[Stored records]
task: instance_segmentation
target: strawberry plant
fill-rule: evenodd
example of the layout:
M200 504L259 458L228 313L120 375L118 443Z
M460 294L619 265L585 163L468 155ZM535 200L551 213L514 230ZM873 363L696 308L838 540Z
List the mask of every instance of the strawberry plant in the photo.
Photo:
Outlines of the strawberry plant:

WHAT YOU NEED TO DO:
Starting from the line that contains "target: strawberry plant", transcribe each line to the end of the records above. Please add nothing.

EXPECTED ANSWER:
target: strawberry plant
fill-rule: evenodd
example of the layout:
M200 504L259 458L228 313L120 375L118 443Z
M460 294L619 265L585 163L468 155ZM535 200L551 213L514 230ZM873 363L696 308L838 540Z
List the mask of every instance of the strawberry plant in the photo.
Photo:
Outlines of the strawberry plant:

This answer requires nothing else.